* [Work instructions]
1/ Please transcribe the stretch of the forum thread on rams and ewes from "This year my" through "the lambs, however.".
2/ Answer these questions from the forum thread on rams and ewes:
(a) How many ewes did SheepGirl's ram settle this year?
(b) In what month did SheepGirl's ram breed the ewes this year?
(c) According to Sheepshape, how many ewes can a mature ram manage?

## start Passage given

# Ram to Ewe Ratio (and Other Newbie questions)



## ACTS Village (Apr 8, 2014)

What is the fewest number of ewes I can have to keep ram happy? Also, I understand that he should be kept in flock until he is 5 months old, but if he is not breeding and the ewes are not lambing, can he still stay in with ewes or should he be moved to another pen? If he is moved, should I get him a castrated ram as a buddy (even if he is next to the ewes and can see them)?


----------



## SheepGirl (Apr 8, 2014)

Last year my ram had four ewes to breed, but he bred three (the fourth ewe lamb never came into heat like her twin). This year he had six and settled all of them. They are happy as long as they have a ewe!

Once my ram lambs are weaned, they are taken from the flock for about two to three weeks and turned back out onto pasture. They are then brought back to the dry lot in July/August when they start getting frisky with the ewes.

This year my ram bred the ewes in October and he stayed with them until February. I moved out the ram lambs with the rest of them in November. They were all moved out a week before the first ewe was due to lamb. I do not let my rams near the lambs, however.

I have kept sheep singly, but they have fenceline contact with other sheep. IMO I don't think they need a friend when they have fenceline contact. If they are completely cut off, then yes, get them a buddy. Either a wether or another ram.


----------



## Sheepshape (Apr 9, 2014)

Yes, one to one will work fine and some folk leave the ram in with the ewes after they want them bred. The pitfall of this is that some may not have been bred early and lambing can drag on for ever.

I have six rams which live peacefully together throughout the year and then are separated off to their respective ladies in the autumn.

Over here, it is generally said that e mature ram can 'manage' between 30 and 50 ewes and a ram lamb no more than 20 to 25.........(but he'll end up a bit thin at the end of the tupping season if you give him the maximum number!)


----------



## ACTS Village (Apr 10, 2014)

Thank you both for your help. It is much appreciated.


----------

## end Passage given
## start Items

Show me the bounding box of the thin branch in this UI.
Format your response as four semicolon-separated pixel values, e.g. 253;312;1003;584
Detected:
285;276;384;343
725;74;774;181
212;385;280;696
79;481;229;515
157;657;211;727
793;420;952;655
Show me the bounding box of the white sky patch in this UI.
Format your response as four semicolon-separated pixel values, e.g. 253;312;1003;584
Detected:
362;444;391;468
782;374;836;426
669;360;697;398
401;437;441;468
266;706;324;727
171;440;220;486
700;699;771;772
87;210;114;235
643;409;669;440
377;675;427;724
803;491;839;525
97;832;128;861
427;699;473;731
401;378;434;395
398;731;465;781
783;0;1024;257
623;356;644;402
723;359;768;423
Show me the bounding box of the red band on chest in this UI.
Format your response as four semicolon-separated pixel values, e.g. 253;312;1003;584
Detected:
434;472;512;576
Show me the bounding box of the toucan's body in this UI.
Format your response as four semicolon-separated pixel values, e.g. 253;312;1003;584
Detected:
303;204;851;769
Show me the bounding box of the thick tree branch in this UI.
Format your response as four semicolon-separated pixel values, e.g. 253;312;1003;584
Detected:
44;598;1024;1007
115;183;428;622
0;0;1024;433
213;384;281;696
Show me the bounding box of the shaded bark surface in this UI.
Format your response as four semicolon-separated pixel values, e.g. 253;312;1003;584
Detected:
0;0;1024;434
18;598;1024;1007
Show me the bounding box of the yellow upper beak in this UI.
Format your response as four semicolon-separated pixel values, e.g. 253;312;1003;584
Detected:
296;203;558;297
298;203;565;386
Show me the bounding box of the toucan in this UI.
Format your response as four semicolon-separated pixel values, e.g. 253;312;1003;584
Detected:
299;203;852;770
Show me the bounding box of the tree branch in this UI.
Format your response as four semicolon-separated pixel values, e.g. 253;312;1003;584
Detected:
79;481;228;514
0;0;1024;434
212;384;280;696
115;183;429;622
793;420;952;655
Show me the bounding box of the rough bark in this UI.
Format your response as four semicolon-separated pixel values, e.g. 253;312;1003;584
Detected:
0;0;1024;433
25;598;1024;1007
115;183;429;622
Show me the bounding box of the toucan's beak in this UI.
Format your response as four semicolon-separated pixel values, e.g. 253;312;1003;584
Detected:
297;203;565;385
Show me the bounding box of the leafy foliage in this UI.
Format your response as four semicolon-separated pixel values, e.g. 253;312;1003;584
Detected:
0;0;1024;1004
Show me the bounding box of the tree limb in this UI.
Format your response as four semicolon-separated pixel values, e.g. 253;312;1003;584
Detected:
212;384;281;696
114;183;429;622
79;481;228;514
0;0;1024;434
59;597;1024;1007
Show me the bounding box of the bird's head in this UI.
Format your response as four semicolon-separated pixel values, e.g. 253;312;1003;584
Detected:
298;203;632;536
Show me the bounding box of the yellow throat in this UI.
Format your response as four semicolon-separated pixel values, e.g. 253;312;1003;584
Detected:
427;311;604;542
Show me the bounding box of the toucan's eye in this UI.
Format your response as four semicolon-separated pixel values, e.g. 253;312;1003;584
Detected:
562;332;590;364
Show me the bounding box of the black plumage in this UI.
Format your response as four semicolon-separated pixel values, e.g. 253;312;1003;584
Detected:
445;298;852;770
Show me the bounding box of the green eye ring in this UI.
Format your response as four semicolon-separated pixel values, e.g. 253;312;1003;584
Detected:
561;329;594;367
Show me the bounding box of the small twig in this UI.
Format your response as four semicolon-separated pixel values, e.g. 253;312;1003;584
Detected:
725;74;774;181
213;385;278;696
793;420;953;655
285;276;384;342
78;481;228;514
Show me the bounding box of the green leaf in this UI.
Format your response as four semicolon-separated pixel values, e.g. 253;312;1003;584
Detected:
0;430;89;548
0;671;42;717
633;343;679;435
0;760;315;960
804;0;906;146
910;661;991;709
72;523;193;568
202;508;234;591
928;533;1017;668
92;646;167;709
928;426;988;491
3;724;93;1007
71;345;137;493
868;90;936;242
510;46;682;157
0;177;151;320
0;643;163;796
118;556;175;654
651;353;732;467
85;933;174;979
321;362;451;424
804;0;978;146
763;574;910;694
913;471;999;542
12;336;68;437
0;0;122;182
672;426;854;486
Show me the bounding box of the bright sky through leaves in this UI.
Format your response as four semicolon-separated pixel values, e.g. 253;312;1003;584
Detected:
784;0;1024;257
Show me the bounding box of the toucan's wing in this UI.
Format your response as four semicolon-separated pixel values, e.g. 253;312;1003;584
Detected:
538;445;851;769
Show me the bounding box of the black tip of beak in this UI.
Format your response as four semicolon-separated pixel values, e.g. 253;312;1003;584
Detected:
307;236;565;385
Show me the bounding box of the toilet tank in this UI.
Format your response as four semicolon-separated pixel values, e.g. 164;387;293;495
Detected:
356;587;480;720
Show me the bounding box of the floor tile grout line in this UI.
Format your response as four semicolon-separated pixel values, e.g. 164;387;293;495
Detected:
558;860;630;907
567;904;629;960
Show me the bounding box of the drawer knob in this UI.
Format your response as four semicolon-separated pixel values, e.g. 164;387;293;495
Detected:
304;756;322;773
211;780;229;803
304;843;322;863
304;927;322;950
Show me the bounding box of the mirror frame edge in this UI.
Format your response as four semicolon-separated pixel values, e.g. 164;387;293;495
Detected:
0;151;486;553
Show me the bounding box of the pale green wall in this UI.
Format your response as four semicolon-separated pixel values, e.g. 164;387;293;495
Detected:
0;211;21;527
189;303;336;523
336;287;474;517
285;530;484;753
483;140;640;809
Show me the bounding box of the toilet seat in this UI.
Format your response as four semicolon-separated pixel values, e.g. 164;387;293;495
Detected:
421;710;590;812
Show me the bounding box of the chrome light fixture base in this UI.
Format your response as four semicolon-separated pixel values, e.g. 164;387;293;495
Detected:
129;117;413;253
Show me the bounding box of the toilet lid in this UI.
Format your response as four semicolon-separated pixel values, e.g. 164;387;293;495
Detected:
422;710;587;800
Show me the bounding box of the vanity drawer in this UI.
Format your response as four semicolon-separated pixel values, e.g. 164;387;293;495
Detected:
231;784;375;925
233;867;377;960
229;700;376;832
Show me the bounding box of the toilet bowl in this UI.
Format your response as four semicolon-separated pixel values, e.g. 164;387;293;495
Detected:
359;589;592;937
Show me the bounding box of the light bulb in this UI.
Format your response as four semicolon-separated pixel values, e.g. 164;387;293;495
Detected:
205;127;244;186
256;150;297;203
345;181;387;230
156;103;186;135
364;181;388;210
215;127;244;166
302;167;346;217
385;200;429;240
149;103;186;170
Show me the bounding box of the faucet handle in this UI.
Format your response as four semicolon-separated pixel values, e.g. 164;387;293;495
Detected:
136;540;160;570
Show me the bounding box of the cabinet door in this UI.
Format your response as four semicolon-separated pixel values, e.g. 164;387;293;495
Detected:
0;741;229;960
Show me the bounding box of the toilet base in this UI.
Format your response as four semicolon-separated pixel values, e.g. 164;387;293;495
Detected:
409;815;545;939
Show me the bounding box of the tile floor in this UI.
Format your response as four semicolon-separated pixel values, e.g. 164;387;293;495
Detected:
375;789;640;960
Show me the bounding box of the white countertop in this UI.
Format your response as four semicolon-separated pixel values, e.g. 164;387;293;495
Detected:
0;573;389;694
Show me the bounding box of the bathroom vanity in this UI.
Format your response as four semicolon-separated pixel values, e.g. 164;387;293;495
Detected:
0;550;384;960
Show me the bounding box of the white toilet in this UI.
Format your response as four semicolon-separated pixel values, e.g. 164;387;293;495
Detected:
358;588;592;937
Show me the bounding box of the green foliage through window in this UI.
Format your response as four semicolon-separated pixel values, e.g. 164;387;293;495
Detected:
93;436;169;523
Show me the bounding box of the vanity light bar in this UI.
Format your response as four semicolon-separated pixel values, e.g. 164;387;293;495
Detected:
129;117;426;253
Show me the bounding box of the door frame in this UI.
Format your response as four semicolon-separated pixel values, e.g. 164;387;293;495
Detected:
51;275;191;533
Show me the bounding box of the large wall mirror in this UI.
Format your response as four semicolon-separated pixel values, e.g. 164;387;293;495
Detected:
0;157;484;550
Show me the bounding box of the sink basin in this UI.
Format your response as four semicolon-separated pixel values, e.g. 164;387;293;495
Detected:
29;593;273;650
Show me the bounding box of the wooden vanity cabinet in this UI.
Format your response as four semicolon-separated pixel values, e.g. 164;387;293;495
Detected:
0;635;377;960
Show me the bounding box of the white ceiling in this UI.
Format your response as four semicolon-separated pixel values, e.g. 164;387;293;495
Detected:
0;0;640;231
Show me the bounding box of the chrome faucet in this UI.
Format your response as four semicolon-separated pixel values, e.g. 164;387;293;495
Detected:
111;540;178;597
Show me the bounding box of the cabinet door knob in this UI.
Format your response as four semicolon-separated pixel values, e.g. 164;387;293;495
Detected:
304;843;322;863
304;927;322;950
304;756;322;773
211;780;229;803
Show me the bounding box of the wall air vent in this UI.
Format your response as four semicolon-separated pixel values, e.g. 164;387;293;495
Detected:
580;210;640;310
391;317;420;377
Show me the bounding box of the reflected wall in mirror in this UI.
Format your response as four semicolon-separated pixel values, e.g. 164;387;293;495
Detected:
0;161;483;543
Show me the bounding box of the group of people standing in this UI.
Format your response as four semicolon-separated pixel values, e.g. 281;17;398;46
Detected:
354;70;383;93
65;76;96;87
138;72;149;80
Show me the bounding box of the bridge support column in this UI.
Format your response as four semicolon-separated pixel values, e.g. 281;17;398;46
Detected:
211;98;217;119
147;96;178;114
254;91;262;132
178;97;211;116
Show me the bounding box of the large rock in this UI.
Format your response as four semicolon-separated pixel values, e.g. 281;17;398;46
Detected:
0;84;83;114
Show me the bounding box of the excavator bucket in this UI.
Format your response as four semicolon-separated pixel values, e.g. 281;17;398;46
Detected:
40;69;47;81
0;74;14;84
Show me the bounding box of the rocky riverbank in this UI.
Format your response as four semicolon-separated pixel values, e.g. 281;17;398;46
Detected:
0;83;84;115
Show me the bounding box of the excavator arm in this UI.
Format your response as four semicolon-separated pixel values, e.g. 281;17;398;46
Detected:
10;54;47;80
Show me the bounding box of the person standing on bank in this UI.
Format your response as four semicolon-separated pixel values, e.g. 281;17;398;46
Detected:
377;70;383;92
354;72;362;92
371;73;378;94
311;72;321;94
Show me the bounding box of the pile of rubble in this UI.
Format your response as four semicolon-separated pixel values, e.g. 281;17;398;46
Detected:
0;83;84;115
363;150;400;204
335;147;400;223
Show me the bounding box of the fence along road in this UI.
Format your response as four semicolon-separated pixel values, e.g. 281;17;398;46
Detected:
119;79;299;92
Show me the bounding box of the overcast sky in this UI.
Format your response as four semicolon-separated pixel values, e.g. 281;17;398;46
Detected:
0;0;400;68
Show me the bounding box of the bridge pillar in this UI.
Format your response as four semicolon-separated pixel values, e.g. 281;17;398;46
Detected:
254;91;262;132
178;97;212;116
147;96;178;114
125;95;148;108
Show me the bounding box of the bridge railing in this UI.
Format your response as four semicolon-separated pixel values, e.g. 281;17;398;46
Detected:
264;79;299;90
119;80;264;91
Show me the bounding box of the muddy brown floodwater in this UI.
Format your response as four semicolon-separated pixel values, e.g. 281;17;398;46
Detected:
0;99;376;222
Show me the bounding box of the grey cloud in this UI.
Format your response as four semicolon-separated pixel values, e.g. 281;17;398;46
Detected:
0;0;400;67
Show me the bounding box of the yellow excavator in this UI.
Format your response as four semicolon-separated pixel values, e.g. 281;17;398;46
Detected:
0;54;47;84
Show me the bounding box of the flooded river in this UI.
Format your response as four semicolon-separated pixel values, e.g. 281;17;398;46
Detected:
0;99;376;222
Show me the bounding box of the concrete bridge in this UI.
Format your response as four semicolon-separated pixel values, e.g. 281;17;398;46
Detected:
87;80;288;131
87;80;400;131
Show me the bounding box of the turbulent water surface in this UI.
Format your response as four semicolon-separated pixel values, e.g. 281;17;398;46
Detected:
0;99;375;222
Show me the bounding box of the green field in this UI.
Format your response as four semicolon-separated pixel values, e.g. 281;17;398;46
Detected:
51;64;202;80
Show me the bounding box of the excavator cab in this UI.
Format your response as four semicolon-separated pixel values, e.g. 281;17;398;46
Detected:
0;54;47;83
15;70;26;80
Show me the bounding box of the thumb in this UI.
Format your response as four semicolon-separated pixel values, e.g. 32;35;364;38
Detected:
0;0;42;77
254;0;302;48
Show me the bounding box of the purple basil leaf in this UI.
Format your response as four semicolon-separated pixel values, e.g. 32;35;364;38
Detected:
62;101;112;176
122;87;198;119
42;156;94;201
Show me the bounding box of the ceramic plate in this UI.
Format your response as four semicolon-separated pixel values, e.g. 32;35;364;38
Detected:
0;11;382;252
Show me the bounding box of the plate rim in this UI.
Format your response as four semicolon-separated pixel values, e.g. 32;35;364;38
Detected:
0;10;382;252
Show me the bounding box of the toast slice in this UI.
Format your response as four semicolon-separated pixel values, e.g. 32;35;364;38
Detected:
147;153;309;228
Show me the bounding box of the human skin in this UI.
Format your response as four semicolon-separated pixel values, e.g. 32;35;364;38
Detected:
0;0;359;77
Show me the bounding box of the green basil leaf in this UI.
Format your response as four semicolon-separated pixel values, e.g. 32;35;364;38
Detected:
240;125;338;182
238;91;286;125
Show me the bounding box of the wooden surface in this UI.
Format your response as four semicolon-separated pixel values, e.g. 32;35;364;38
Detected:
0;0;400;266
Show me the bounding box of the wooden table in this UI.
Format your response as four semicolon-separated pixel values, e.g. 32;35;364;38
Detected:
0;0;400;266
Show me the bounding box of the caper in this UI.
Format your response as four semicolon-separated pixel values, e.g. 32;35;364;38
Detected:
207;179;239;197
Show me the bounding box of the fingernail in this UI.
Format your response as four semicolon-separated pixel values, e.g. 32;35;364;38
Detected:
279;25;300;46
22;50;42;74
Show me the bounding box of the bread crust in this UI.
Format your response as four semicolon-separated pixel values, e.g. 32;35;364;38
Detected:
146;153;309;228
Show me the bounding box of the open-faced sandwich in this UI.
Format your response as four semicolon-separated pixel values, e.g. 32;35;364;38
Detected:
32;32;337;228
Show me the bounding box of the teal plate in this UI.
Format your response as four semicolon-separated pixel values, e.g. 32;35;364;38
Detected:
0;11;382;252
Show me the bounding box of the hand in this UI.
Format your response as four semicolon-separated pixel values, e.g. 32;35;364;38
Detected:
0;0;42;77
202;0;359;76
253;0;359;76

## end Items

* [Answers by task]
1/
This year my ram bred the ewes in October and he stayed with them until February. I moved out the ram lambs with the rest of them in November. They were all moved out a week before the first ewe was due to lamb. I do not let my rams near the lambs, however.

2/
(a) Six.
(b) October.
(c) Between 30 and 50.